Currently, clinicians can make some fundamental assessments of melanoma risk based on phenotype. Thanks to ongoing research, biology is converging on genetics to explain the phenotypes and provide an understanding of how genetic mutations, polymorphisms and variants drive tumor development and progression.
MC1R variations are common in the population but associated with a low to moderate risk of melanoma. Melanoma susceptibility genes associated with a high risk of malignancy include p16, cyclin-dependent kinase 4 (CDK4) and p14ARF. Mutations or variations in those genes appear to be more rare. Of the three melanoma risk genes, alterations in p16 appear to be the most common in the population.
"Risk associated with p16 mutations varies depending on ambient sun exposure and behavior. However, according to one study, Australians with an inherited mutation of p16 have a 96 percent lifetime risk of getting melanoma compared with a 1.5 percent risk in the general population," Dr. Tsao tells Dermatology Times.
The increased risk for melanoma in persons with xeroderma pigmentosum (XP) is also understood through knowledge of the function of the disease-related genes. XP is caused by mutations in a family of genes that play a role in nucleotide excision repair and therefore in maintaining the genetic homeostasis in the melanocyte nucleus, Dr. Tsao explains.
Researchers have also been studying UVB signature changes to determine if and how UV exposure plays a role in melanoma risk. The findings indicate there are few UV-induced oncogenes, whereas at least half of all reported mutations for melanoma involve tumor suppressor genes.

[Entries from a data collection]
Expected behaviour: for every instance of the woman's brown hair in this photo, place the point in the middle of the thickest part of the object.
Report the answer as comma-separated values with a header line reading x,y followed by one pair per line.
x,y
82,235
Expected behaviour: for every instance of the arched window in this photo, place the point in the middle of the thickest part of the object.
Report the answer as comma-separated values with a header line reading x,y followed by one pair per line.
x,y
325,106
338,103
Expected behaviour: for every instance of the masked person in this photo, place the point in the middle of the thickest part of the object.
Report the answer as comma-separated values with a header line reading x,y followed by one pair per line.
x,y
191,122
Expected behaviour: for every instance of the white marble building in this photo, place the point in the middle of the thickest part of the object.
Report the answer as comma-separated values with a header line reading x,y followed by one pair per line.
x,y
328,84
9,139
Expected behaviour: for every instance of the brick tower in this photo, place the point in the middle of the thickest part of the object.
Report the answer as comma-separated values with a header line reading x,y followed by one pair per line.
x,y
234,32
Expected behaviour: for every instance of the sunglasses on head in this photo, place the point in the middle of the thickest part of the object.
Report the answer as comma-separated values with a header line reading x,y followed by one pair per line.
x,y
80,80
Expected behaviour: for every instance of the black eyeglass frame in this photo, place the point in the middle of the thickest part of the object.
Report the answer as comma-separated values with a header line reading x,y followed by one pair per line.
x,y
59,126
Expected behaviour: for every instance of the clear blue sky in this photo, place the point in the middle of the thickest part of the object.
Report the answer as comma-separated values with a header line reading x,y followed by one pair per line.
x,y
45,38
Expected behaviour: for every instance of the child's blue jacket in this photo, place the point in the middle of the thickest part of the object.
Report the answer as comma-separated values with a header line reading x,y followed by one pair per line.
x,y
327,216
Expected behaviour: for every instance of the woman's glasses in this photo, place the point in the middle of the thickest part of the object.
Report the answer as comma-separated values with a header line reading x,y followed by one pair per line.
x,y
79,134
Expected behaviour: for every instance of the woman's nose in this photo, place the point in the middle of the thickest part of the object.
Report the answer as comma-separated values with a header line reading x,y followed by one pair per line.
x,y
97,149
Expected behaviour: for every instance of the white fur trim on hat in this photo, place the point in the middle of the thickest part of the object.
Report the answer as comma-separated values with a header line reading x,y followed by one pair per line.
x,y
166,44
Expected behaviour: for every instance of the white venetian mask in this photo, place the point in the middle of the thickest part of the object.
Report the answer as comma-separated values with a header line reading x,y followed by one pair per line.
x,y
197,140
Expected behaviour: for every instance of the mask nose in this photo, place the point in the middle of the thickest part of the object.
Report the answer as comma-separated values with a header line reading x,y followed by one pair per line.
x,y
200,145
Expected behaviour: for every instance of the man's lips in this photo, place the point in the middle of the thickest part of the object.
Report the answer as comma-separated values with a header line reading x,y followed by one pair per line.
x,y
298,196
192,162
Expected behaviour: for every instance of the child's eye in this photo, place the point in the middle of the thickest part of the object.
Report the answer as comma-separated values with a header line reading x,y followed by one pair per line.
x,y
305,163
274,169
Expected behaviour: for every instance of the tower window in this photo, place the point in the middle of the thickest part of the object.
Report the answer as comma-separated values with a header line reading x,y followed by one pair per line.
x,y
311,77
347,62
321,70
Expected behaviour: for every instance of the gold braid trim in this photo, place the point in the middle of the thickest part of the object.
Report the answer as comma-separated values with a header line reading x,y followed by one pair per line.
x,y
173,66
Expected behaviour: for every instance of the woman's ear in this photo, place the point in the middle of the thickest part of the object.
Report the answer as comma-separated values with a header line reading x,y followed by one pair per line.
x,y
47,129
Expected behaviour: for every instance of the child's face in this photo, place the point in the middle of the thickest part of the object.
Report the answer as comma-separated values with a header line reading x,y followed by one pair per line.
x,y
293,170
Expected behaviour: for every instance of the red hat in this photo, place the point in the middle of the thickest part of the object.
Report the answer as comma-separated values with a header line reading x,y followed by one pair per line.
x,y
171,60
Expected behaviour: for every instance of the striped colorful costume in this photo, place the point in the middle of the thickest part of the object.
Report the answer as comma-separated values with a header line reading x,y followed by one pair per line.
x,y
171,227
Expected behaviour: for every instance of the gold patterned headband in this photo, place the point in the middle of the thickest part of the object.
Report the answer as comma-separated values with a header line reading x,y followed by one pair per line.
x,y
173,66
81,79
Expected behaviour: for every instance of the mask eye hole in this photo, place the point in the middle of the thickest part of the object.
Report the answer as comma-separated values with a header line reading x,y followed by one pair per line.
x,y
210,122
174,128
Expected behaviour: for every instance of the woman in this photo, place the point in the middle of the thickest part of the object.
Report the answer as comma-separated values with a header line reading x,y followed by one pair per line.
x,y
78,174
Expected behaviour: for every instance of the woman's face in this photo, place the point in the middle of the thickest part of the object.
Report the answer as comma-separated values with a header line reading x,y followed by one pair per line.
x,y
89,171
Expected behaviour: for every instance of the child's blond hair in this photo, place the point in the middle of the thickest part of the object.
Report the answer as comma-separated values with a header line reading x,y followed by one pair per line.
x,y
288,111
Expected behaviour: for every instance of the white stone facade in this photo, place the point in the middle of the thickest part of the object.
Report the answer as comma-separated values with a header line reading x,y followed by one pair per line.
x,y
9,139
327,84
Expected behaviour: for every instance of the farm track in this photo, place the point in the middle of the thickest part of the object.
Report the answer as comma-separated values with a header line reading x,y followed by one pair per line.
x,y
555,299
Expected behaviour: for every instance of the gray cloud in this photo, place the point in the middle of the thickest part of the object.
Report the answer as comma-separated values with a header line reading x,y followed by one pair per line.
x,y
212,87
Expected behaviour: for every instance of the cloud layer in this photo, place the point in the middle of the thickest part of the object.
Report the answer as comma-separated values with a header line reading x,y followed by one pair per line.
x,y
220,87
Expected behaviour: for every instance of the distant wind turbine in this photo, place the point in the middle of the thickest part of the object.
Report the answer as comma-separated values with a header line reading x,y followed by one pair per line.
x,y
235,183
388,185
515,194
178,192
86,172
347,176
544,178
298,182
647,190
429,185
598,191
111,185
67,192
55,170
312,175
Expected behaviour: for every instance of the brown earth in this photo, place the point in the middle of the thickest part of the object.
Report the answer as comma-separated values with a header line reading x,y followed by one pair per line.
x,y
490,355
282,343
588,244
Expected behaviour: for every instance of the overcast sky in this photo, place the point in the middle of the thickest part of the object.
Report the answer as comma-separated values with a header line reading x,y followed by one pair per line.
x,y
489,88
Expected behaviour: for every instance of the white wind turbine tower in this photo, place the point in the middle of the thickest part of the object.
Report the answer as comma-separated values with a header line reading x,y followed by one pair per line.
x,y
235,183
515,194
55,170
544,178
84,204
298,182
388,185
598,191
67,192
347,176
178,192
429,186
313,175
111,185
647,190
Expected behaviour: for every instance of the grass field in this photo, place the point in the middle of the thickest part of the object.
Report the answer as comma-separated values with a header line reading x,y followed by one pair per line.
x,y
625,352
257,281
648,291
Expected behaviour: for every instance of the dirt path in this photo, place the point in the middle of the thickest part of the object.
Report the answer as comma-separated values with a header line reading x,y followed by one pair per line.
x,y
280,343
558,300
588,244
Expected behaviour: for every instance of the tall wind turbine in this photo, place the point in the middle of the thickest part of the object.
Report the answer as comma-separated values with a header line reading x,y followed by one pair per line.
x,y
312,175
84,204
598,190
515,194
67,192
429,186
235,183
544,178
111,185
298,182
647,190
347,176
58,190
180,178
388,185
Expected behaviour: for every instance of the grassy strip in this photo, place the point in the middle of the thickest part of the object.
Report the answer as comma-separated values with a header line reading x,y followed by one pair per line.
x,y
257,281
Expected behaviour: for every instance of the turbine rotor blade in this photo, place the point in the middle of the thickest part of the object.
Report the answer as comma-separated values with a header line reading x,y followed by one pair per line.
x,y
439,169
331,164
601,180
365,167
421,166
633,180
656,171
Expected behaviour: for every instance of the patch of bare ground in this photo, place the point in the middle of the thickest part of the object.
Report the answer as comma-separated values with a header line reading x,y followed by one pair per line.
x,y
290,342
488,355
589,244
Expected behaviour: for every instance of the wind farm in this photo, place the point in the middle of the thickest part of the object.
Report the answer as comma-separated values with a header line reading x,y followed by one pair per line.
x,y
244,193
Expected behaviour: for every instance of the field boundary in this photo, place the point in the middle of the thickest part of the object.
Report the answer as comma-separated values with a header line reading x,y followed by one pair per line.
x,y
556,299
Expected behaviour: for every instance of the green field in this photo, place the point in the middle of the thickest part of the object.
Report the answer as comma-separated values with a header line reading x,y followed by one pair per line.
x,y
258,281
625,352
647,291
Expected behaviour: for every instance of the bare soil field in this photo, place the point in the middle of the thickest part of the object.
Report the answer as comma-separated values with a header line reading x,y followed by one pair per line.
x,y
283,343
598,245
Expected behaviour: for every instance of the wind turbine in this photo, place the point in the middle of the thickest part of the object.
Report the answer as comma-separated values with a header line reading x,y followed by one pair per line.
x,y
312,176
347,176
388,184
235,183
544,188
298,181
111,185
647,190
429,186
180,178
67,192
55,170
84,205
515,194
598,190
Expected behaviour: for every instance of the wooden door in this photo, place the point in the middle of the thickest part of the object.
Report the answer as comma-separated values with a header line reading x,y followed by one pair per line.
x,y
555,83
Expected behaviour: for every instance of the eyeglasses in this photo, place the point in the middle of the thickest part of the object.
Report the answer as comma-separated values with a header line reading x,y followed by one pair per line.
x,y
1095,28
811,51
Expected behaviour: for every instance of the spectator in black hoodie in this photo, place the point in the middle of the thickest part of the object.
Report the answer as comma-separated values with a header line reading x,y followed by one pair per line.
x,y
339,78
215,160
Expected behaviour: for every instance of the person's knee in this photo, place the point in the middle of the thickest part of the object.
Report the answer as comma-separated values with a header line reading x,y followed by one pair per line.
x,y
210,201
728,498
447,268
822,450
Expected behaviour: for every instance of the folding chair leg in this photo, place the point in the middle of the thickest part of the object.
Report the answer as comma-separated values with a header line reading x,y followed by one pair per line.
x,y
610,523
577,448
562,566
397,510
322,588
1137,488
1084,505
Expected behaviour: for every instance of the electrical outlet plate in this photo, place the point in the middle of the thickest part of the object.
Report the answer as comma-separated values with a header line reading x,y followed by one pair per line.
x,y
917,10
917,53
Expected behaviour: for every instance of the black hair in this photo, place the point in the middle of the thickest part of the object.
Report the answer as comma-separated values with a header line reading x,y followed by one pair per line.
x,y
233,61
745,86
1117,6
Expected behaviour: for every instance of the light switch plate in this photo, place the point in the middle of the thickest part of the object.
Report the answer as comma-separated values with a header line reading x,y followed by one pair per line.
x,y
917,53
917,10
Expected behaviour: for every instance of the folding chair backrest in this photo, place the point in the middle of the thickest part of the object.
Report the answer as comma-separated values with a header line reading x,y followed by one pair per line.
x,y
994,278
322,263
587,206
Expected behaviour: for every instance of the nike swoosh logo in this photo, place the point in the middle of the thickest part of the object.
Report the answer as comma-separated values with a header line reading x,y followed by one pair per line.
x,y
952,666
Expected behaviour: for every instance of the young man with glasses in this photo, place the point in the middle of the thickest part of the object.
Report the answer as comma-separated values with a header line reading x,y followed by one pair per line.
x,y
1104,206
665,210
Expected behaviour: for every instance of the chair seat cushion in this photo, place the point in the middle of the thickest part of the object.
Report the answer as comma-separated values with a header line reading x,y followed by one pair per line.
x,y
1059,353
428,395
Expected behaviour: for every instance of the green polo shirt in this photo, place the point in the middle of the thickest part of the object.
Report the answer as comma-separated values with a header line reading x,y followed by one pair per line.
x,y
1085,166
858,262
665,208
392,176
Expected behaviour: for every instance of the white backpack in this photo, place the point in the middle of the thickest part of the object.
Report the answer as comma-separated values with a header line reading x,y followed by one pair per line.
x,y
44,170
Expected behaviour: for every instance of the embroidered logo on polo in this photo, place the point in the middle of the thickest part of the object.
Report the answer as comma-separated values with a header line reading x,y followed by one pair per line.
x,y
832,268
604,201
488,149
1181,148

◆ **Exercises to complete**
(1) Echo the passage on melanoma risk from "Currently, clinicians can" up to and including "in the population.", without changing anything.
(2) Decide whether each statement agrees with the passage on melanoma risk, answering yes or no and quoting the words from the passage that settle it.
(a) MC1R variations are rare in the population.
(b) Among the three high-risk melanoma genes, alterations in p16 appear to be the most common in the population.
(c) The UVB signature research found many UV-induced oncogenes.
(3) Go on with the passage on melanoma risk, picking up after its final sentence.

◆ **Numbered responses**
(1)
Currently, clinicians can make some fundamental assessments of melanoma risk based on phenotype. Thanks to ongoing research, biology is converging on genetics to explain the phenotypes and provide an understanding of how genetic mutations, polymorphisms and variants drive tumor development and progression.
MC1R variations are common in the population but associated with a low to moderate risk of melanoma. Melanoma susceptibility genes associated with a high risk of malignancy include p16, cyclin-dependent kinase 4 (CDK4) and p14ARF. Mutations or variations in those genes appear to be more rare. Of the three melanoma risk genes, alterations in p16 appear to be the most common in the population.

(2)
(a) No: "MC1R variations are common in the population but associated with a low to moderate risk of melanoma."
(b) Yes: "Of the three melanoma risk genes, alterations in p16 appear to be the most common in the population."
(c) No: "The findings indicate there are few UV-induced oncogenes"

(3)
"As the Human Genome Project has been completed, we stand at the dawn of a second phase of characterizing disease-causing genes. The Melanoma Genome Project aims to tell us what genetic alterations, including mutations, variants in polymorphisms, or variations in gene copies, predispose individuals to melanoma. The next phase will be the personal genome project in which an individual's genome will be characterized to define that person's disease risks," Dr. Tsao says.
The ability to better identify melanoma and melanoma risk through clinical examination is another frontier. Currently, epiluminescence dermoscopy is helpful for discriminating benign nevi from malignant lesions, but much more sophisticated technology has much greater diagnostic potential.
Now available, optical coherence tomography gives architectural detail in vivo, and in vivo confocal microscopy takes the resolution to a higher level in providing cellular detail. Even beyond that, studies in animal models indicate feasibility of using fluorescently tagged antibodies to characterize expression of individual proteins. In addition, comparative genomic hybridization is emerging as a potential clinical tool with the capability of marking out features of the melanoma genome within the melanocyte nucleus.
"These approaches will provide physicians with unprecedented information," Dr. Tsao says.